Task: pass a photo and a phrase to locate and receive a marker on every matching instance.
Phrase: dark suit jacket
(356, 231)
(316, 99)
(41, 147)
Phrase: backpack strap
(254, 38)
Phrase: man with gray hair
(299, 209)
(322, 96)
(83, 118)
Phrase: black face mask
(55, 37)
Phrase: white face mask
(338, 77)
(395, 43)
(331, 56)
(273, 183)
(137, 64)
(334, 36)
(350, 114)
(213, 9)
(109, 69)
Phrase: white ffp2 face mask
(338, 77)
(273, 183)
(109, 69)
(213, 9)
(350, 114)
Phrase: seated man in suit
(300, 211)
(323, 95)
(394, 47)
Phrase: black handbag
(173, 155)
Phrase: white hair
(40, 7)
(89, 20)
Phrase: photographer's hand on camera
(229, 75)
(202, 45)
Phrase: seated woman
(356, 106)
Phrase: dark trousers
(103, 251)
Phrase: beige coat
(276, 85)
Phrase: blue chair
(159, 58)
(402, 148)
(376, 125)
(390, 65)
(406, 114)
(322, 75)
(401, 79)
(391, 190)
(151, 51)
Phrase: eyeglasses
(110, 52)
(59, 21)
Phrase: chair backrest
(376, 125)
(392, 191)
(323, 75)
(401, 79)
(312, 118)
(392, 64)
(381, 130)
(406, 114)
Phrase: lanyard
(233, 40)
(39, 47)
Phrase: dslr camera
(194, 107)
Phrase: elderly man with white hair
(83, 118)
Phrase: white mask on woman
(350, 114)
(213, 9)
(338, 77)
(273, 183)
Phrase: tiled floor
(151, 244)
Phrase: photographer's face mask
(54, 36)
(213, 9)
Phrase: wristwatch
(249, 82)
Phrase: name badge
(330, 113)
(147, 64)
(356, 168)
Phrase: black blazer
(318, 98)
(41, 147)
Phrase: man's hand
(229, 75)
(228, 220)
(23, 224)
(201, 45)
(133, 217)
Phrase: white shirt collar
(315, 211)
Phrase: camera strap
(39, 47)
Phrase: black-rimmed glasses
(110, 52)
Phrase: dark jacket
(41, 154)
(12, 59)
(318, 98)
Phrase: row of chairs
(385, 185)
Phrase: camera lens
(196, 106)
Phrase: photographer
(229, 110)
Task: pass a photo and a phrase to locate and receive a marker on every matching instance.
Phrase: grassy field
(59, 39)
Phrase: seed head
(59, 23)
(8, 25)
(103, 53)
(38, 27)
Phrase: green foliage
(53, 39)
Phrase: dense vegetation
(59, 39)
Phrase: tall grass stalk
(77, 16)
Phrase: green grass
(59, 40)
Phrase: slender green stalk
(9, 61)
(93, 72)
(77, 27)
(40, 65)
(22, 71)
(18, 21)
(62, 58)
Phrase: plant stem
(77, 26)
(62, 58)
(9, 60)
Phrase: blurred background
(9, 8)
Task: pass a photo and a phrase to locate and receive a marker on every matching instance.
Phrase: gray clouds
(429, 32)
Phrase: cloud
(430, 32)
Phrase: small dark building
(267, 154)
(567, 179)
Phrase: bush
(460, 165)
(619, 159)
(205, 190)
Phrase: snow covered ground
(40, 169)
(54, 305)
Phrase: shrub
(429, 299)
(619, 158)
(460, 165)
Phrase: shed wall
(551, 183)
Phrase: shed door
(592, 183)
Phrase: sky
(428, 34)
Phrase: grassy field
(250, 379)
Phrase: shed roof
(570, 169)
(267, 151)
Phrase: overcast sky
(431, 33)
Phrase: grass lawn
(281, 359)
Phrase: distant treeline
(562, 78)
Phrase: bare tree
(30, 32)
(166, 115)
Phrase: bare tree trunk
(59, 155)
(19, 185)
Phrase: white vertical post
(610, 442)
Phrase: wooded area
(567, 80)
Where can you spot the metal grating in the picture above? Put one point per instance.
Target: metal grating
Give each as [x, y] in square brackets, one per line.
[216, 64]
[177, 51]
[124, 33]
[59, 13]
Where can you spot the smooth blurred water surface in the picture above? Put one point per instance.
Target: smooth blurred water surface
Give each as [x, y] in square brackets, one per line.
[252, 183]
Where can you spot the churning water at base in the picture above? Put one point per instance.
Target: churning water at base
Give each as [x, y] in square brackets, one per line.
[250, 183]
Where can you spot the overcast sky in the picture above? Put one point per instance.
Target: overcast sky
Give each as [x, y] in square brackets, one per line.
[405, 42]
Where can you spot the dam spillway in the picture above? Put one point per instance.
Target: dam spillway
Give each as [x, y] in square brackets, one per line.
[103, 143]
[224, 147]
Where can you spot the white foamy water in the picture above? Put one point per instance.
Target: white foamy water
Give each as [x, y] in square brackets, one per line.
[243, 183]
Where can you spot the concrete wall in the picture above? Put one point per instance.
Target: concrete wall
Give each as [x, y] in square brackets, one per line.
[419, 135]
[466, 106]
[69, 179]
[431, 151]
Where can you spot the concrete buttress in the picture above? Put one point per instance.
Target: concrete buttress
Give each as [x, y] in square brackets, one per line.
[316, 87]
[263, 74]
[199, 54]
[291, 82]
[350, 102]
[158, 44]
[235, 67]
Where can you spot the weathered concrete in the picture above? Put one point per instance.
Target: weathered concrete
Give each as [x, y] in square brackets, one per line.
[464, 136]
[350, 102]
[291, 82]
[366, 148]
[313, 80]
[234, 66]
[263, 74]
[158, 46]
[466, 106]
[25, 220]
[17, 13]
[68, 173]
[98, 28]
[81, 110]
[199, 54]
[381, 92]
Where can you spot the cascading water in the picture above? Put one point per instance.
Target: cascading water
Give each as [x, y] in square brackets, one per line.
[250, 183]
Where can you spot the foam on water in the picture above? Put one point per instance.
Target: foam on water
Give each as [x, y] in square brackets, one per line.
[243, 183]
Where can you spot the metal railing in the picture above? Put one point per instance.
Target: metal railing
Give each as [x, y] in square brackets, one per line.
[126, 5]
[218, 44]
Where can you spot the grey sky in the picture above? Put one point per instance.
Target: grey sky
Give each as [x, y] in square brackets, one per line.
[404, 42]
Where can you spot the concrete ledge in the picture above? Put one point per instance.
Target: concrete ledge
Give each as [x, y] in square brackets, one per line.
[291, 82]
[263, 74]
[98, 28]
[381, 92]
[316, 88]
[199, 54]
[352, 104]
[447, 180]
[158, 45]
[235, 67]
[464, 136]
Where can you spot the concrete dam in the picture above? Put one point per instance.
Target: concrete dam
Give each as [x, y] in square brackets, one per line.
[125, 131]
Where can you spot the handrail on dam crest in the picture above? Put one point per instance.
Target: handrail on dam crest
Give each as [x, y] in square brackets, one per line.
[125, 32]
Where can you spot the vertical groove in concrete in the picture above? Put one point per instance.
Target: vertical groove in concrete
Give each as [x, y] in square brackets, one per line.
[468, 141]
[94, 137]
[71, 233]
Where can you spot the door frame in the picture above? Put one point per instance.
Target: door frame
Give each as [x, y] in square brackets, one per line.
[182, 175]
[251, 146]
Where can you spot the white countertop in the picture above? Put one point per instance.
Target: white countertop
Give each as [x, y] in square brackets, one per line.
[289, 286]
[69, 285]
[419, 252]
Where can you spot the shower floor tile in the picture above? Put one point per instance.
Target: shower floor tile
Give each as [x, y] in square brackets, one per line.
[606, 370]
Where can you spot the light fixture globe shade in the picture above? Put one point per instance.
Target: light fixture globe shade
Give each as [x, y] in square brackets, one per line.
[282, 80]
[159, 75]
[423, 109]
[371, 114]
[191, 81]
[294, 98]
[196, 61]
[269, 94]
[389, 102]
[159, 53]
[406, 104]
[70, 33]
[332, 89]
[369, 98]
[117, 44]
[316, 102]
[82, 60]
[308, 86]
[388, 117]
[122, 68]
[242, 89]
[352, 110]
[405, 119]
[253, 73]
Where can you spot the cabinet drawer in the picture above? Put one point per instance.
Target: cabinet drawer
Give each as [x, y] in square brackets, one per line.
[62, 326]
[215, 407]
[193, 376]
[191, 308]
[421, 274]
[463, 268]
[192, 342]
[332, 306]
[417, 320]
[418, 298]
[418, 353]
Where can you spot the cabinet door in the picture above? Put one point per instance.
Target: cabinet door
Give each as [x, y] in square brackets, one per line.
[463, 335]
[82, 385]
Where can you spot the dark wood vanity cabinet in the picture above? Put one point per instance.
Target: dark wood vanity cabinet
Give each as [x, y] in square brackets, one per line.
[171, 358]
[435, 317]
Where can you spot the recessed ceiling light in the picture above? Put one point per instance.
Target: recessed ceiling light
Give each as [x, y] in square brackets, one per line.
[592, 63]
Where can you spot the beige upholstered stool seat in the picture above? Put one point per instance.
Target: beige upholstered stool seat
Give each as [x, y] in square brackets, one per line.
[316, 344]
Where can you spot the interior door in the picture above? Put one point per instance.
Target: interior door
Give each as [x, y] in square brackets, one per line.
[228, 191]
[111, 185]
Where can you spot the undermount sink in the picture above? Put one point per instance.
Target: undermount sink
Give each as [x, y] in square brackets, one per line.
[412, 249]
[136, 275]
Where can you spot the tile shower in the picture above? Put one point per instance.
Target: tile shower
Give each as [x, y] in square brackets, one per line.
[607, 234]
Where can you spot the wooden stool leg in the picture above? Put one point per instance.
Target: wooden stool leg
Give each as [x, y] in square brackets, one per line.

++++

_Given instruction:_
Locate the line with "Where can you spot the recessed" in the entries above; extract it and every line after it, verbatim.

_The answer:_
Where can you spot the recessed ceiling light in the picture above? Put one point per instance.
Target: recessed ceiling light
Give each as [x, y] in square brackets, one per line.
[592, 63]
Where can you spot the beige upholstered stool seat in the picture above? Put one point per instance.
Target: beige upholstered stool seat
Give each as [x, y] in square brackets, one per line.
[316, 344]
Where can you spot the interior door in the picture above? Put one point per instance.
Target: interior door
Give each as [x, y] in square brackets, one per line.
[228, 191]
[111, 185]
Where can you spot the undermount sink in the picture above? Put one point per instance.
Target: undermount sink
Give each as [x, y] in square brackets, one per line.
[412, 249]
[136, 275]
Where can you spot the tile shower in the picture above? Put one point per instance.
Target: tile shower
Give each as [x, y] in square brackets, one per line.
[607, 234]
Where can you spot the wooden stool leg in the picture above? Put one point per instance.
Target: wooden stool leg
Give each as [x, y] in square brackets, one per line.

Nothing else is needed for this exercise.